Consigne: Modifiez le passage de l'extrait ci-dessous allant de « Pour les élèves » jusqu'à « en 1re année. », en remplaçant « tableau » par « mur ».

Pour les élèves allophones qui sont familiers avec une autre écriture, ce type d’activités leur permet de se familiariser avec le sens de la lecture en français et avec les caractères avec lesquels ils ont écrit. Il peut être intéressant, compte tenu des origines diverses des élèves, de profiter des prénoms de la classe, car ils occupent une place affective particulière, pour les exposer aux différentes écritures. Les parents, par exemple, peuvent écrire le prénom de leur enfant dans leur langue d’origine et, par la suite, l’enseignant les disposer au tableau à la vue de tous les élèves. Il leur explique que d’autres signes peuvent servir d’écriture dans d’autres langues. Les élèves peuvent chercher les points de ressemblance et de différence. Cette activité peut aussi être réalisée en 1re année.

Comme il est toujours préférable de travailler la lecture et l’écriture conjointement, car ce sont deux faces d’un même objet, à partir d’un contexte authentique comme celui d’un jeu symbolique ou d’un album de littérature de jeunesse, l’enseignant peut proposer une tâche d’orthographes approchées. L’idée n’est pas d’amener les élèves à écrire les mots de façon orthographique, loin de là, mais plutôt de les amener à exprimer leurs connaissances de la langue écrite, c’est une façon de les immerger. L’enseignant conservera les traces et reviendra en grand groupe sur l’écriture attendue, mais en aucun cas n’évaluera la production de l’élève. Ce que l’on veut ici c’est que les élèves prennent du plaisir à découvrir l’écrit afin que cela soit moins anxiogène pour eux, surtout s’ils sont familiers avec une autre écriture.

Comment créer un environnement propice pour l’apprenti-lecteur en 1re et en 2e ?

Données brutes:
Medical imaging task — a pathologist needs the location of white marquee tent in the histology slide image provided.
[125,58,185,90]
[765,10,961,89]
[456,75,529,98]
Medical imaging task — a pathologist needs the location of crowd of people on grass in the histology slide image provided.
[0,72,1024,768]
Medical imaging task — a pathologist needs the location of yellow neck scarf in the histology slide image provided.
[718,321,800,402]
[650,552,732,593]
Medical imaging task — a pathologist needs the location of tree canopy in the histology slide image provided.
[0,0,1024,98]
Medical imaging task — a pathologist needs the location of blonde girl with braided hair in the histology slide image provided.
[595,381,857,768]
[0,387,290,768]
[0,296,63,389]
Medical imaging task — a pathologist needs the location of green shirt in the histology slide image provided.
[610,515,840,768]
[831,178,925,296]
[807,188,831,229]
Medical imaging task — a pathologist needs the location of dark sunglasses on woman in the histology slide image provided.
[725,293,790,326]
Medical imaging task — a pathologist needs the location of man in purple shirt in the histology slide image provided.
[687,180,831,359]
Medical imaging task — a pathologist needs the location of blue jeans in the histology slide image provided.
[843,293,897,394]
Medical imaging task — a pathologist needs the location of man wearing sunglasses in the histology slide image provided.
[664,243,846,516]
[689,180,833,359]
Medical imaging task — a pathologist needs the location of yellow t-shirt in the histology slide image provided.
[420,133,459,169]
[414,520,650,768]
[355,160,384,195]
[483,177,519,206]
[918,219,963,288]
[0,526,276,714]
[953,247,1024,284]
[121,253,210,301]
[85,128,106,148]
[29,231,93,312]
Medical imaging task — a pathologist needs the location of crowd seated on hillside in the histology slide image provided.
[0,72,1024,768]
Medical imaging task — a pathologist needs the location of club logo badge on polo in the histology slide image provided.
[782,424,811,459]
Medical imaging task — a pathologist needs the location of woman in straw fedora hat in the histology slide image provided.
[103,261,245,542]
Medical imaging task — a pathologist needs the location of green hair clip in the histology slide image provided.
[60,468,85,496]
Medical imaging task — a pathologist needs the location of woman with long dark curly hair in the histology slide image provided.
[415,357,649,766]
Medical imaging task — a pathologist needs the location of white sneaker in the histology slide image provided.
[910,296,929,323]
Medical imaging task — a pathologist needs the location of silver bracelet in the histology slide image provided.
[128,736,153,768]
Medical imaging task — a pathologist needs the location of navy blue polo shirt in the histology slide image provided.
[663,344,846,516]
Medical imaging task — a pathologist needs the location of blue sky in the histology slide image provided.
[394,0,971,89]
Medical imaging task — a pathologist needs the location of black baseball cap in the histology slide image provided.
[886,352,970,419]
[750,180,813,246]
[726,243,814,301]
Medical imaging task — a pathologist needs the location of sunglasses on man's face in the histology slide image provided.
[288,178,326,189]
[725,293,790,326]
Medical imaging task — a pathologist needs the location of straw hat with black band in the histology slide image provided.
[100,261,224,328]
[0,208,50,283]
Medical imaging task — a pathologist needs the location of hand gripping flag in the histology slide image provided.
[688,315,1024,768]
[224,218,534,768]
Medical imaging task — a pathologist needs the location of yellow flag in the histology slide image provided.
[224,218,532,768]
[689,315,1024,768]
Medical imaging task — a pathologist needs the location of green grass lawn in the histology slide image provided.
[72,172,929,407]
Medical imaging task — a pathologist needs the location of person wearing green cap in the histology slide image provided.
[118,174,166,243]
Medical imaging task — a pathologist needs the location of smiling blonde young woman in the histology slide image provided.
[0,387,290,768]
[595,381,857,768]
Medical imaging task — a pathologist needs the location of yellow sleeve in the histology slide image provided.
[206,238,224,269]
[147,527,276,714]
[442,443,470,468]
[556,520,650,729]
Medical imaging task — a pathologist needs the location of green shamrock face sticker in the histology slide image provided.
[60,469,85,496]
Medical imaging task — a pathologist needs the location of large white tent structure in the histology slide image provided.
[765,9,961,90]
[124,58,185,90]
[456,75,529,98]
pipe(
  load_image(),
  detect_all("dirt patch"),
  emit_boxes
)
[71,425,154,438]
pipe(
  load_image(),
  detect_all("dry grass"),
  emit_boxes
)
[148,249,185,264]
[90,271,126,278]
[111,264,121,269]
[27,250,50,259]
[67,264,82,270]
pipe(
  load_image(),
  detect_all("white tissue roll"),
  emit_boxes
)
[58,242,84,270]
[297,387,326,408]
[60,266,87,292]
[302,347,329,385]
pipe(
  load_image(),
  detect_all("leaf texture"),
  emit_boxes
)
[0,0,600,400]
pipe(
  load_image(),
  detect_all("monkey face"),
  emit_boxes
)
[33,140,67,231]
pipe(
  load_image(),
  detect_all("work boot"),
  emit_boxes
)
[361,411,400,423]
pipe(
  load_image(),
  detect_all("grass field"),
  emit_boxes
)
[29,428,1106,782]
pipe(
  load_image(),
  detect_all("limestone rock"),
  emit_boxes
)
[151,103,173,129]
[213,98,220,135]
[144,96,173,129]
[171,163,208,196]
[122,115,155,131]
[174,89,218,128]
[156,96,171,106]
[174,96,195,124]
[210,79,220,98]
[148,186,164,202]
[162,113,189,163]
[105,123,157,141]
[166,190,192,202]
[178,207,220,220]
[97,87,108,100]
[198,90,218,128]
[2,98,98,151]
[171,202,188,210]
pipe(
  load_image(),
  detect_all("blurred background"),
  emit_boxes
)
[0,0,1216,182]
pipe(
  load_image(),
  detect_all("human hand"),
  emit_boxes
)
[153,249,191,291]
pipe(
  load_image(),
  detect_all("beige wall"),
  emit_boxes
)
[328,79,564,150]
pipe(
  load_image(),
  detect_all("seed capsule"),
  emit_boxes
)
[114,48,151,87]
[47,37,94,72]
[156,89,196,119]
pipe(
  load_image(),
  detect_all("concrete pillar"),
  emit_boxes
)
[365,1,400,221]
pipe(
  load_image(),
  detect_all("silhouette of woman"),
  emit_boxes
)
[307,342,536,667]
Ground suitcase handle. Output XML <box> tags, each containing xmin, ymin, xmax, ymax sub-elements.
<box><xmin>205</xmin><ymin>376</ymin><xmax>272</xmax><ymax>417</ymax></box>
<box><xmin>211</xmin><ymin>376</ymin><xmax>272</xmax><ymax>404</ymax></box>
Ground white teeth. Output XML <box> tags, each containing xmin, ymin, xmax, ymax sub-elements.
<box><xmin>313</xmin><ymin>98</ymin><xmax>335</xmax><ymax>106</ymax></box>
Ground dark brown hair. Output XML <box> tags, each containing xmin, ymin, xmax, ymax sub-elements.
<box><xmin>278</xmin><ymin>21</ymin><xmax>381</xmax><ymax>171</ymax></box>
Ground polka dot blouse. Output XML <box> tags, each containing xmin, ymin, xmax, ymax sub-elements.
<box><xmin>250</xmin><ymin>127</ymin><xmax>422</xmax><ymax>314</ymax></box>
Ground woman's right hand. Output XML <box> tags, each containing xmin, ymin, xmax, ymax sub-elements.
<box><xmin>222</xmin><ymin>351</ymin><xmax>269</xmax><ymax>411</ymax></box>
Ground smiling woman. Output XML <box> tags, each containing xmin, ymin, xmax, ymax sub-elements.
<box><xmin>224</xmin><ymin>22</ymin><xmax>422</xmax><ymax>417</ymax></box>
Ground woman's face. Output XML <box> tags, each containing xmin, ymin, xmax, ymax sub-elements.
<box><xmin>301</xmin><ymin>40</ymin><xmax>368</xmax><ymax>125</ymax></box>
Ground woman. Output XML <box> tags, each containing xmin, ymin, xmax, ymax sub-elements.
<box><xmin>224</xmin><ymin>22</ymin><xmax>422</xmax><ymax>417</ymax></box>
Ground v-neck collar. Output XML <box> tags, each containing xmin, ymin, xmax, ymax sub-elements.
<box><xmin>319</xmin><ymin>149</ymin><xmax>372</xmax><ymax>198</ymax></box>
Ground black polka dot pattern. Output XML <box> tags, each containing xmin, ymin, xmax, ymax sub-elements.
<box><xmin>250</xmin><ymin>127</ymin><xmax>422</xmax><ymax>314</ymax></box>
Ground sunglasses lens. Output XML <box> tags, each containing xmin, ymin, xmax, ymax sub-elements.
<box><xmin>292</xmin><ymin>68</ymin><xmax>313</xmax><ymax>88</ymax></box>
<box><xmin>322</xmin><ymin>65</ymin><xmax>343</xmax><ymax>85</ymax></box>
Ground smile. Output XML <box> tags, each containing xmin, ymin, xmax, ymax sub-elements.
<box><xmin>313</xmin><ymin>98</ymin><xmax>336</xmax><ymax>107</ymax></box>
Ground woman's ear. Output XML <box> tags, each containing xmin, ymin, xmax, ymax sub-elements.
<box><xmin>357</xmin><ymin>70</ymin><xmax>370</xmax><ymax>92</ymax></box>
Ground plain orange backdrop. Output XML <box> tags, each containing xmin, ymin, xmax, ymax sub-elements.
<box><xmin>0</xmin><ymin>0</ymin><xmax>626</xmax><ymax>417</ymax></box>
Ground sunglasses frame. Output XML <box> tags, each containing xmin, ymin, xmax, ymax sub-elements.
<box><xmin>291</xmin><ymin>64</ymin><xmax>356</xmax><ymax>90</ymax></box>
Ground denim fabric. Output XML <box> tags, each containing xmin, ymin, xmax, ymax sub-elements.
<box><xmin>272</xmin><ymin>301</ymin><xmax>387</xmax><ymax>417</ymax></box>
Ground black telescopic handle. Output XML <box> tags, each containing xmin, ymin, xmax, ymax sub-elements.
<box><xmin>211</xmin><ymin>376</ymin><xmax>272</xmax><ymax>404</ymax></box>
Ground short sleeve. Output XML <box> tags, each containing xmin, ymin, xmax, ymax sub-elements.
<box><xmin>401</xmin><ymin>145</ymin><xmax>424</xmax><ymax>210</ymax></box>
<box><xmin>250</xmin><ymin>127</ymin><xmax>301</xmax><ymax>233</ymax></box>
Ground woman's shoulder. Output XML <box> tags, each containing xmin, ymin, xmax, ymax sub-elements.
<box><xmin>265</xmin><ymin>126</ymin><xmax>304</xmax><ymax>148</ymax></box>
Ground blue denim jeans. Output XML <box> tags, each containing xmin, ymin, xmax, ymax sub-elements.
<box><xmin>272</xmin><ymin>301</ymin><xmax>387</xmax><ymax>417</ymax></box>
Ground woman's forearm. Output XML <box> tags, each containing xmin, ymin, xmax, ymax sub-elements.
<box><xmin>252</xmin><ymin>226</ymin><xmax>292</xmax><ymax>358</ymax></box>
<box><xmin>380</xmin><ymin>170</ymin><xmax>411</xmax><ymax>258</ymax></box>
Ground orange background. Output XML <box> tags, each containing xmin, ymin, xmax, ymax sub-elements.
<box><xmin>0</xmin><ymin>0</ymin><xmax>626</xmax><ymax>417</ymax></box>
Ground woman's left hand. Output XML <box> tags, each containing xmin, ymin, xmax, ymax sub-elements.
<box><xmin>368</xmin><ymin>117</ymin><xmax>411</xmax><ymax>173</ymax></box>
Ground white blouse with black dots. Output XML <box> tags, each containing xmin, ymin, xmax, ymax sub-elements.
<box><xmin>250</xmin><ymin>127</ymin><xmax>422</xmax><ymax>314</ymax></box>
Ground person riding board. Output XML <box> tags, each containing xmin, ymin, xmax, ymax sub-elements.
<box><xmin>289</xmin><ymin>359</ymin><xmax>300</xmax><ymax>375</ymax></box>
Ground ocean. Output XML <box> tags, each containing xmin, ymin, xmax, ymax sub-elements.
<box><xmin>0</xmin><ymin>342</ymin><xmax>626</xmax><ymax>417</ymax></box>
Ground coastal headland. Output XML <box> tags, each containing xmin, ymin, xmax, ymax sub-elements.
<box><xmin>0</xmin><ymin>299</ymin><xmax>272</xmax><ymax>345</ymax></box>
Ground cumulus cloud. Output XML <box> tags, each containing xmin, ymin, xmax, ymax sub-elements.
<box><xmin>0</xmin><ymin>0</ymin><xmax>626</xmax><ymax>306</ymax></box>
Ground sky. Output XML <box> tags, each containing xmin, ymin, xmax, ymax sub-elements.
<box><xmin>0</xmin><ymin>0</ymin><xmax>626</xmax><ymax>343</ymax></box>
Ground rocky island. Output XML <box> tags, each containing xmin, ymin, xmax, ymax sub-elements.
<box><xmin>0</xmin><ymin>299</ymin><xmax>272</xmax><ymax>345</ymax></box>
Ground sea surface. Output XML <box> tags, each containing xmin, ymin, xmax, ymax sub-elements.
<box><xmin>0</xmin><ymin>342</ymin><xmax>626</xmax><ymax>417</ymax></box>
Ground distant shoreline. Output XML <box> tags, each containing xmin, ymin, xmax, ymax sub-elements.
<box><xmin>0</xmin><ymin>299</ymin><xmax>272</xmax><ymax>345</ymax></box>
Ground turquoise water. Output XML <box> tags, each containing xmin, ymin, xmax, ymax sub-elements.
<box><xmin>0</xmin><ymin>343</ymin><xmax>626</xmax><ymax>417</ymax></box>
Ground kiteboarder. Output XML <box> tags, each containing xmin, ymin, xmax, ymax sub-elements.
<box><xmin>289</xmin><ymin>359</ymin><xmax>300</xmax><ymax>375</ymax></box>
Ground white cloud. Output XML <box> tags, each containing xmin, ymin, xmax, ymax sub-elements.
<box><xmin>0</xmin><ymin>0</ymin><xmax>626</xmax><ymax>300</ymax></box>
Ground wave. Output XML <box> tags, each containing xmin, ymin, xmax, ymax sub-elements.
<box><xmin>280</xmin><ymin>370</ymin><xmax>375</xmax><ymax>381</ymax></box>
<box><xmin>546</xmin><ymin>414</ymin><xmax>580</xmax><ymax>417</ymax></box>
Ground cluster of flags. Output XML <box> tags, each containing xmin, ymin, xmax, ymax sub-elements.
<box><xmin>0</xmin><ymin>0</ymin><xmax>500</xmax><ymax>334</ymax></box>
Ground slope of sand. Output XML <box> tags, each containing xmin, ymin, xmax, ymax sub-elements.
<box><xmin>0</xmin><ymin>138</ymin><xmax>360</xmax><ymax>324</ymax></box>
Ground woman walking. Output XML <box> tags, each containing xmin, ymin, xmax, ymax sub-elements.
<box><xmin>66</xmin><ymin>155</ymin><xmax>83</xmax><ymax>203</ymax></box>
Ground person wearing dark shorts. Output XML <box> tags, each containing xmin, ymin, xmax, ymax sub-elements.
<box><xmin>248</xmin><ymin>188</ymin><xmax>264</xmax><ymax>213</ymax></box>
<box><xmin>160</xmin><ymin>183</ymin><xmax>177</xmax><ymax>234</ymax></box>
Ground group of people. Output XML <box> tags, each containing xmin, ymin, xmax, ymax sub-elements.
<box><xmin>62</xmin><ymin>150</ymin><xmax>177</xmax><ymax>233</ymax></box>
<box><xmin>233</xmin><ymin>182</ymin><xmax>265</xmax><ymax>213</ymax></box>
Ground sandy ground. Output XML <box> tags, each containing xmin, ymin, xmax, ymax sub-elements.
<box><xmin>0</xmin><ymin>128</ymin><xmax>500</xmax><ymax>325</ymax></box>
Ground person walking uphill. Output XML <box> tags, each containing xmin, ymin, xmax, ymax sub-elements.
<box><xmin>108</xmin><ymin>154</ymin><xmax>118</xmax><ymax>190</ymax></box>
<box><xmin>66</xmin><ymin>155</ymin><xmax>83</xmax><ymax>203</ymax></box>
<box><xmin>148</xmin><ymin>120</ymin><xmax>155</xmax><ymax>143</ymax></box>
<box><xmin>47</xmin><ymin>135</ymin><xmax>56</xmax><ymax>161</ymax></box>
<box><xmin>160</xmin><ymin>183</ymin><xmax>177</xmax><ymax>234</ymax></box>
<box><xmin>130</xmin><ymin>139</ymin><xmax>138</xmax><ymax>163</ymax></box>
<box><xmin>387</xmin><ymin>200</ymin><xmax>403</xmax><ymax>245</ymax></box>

Corrigé:
Pour les élèves allophones qui sont familiers avec une autre écriture, ce type d’activités leur permet de se familiariser avec le sens de la lecture en français et avec les caractères avec lesquels ils ont écrit. Il peut être intéressant, compte tenu des origines diverses des élèves, de profiter des prénoms de la classe, car ils occupent une place affective particulière, pour les exposer aux différentes écritures. Les parents, par exemple, peuvent écrire le prénom de leur enfant dans leur langue d’origine et, par la suite, l’enseignant les disposer au mur à la vue de tous les élèves. Il leur explique que d’autres signes peuvent servir d’écriture dans d’autres langues. Les élèves peuvent chercher les points de ressemblance et de différence. Cette activité peut aussi être réalisée en 1re année.